Document segment Start Marker

With 500 vaccination clinics and counting, the Vaccine Operations Team Equity’s (VOTE) mission is to help communities throughout Oregon access, understand and feel more confident about getting vaccinated. VOTE’s work is especially critical for people in Oregon disproportionately affected by COVID-19, and those who have historically faced health disparities.
To reach its goal, VOTE collaborates with more than 150 community-based organizations to reach people through trusted community partners that bring energy, creativity and dedication to those they serve. To capture that spirit, we took a peek inside some vaccination events through the eyes of a few of VOTE’s community partners.
Christine Sanders is the director of community health programs and services at East County Community Health (ECCH). With vaccine clinics that offer live music, giveaways, free food and drink and lots of fun, the message is, “Welcome! Come on in and relax,” said Sanders. “Get your vaccine with ECCH but stay and enjoy the festivities. You matter. You deserve it. That’s how we serve our community.” Christine shared some of the day’s activities:
“ECCH resides in the heart of the Rockwood Community. Though we provide vaccine clinics to our neighbors and community members, ECCH also recognizes the need for self-care, family-friendly fun and a relaxed, safe atmosphere for ALL to enjoy during this challenging time. Our clinics provide free haircuts for struggling families who may not have extra money to pay for this service. Painting nails for youth – a nice set of sparking nails always brings a smile to a youth’s face. Free balloons, popcorn and cotton candy. It’s not exactly a real fair but the laughter and fun make it seem so!”
Chelsea Peterson is a COVID-19 outreach and education coordinator at Metropolitan Family Services (MFS), a group that breaks down the barriers of poverty, inequity and social isolation through programs that support parents and students, older residents and working families, connecting them to vital resources. Chelsea shared her reflections on one of their recent community vaccine clinics:
“On December 14 we partnered with Legacy and the Centennial School District to host our second-dose vaccine clinic for youth at Oliver Elementary. All community members were invited, and Legacy provided COVID-19 vaccines and booster doses. We had some wonderful interpreters from Oregon Health Authority (OHA) that helped translate for our Russian-, Somali-, Spanish-, and Vietnamese-speaking community members. Attendees were excited to receive Subway to take home, and Legacy provided ice cream. MFS also provided PPE and printed outreach materials for families. Overall, we distributed 149 vaccine doses – a huge success for our community and a wonderful way to end a challenging year!”
Children’s Community Clinic (CCC) provides high-quality and compassionate healthcare to socially disadvantaged and underserved children (birth to age 21) who are uninsured or underinsured, regardless of ethnicity, residence or ability to pay.
CCC held VOTE’s 500th vaccine clinic with a mini-vaccine hub that provided a warm, welcoming, safe and familiar location for the African American and African communities they serve. Of course, as Sokhna Mbodj, CCC’s public relations and marketing coordinator said, “Everyone is welcome!”
The mini-vaccine hub provided vaccinations for 174 people, not to mention plenty of happiness and goodies. Kids received backpacks full of school supplies, skincare products and and masks, and exercise kits and food boxes were also distributed. Younger children were given coloring books donated by the Children’s Healing Art Project (CHAP). Additionally, the Multnomah County Library donated books for families. CCC believes children “who don’t have a place to go, have a really great place to go.” And, they do.

Document segment End Marker

**Questions**
A. According to the article on VOTE's vaccination clinics, how many vaccine doses were distributed at the December 14 clinic at Oliver Elementary?
B. Copy the article on VOTE's vaccination clinics word for word, from "With 500 vaccination" up to and including "faced health disparities.".
The records that come next are separate material and are not part of the article on VOTE's vaccination clinics.

Recorded data Start Marker

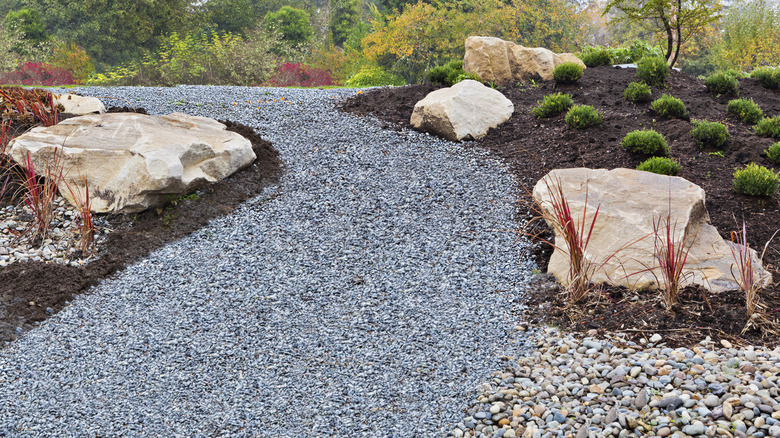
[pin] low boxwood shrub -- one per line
(583, 116)
(552, 105)
(723, 82)
(710, 134)
(746, 110)
(450, 74)
(774, 152)
(374, 76)
(653, 70)
(769, 77)
(637, 92)
(660, 165)
(567, 73)
(647, 142)
(596, 56)
(768, 127)
(756, 180)
(669, 107)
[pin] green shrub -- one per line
(637, 92)
(373, 76)
(769, 127)
(450, 74)
(552, 105)
(647, 142)
(769, 77)
(583, 116)
(710, 134)
(756, 180)
(723, 82)
(596, 56)
(669, 107)
(746, 110)
(774, 152)
(660, 165)
(567, 73)
(653, 70)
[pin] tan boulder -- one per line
(628, 202)
(464, 111)
(505, 62)
(134, 161)
(80, 105)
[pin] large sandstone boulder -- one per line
(464, 111)
(80, 105)
(629, 200)
(134, 161)
(505, 62)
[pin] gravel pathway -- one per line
(368, 294)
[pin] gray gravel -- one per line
(368, 294)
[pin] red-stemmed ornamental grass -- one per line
(40, 189)
(745, 273)
(575, 233)
(671, 256)
(84, 224)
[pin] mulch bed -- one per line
(133, 237)
(531, 147)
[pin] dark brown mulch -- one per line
(531, 147)
(49, 285)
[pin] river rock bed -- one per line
(601, 387)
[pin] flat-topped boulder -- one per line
(628, 201)
(464, 111)
(80, 105)
(507, 63)
(134, 161)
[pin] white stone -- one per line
(134, 161)
(629, 201)
(464, 111)
(506, 63)
(80, 105)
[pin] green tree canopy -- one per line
(114, 31)
(678, 20)
(293, 24)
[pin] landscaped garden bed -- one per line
(531, 147)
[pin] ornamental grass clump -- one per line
(669, 107)
(552, 105)
(768, 127)
(660, 165)
(755, 180)
(671, 255)
(653, 71)
(648, 142)
(769, 77)
(637, 92)
(773, 152)
(746, 110)
(710, 134)
(583, 116)
(724, 82)
(567, 73)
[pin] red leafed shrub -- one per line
(300, 75)
(37, 73)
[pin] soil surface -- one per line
(531, 147)
(29, 289)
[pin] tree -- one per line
(114, 31)
(344, 16)
(28, 22)
(751, 35)
(678, 20)
(293, 24)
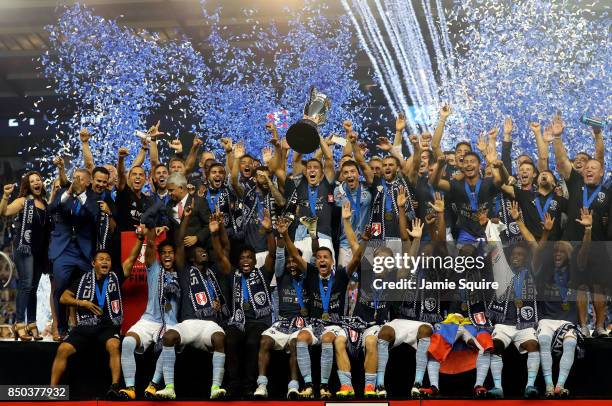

Recorded data End Marker

**Responses in order**
A. 149 vaccine doses were distributed.

B.
With 500 vaccination clinics and counting, the Vaccine Operations Team Equity’s (VOTE) mission is to help communities throughout Oregon access, understand and feel more confident about getting vaccinated. VOTE’s work is especially critical for people in Oregon disproportionately affected by COVID-19, and those who have historically faced health disparities.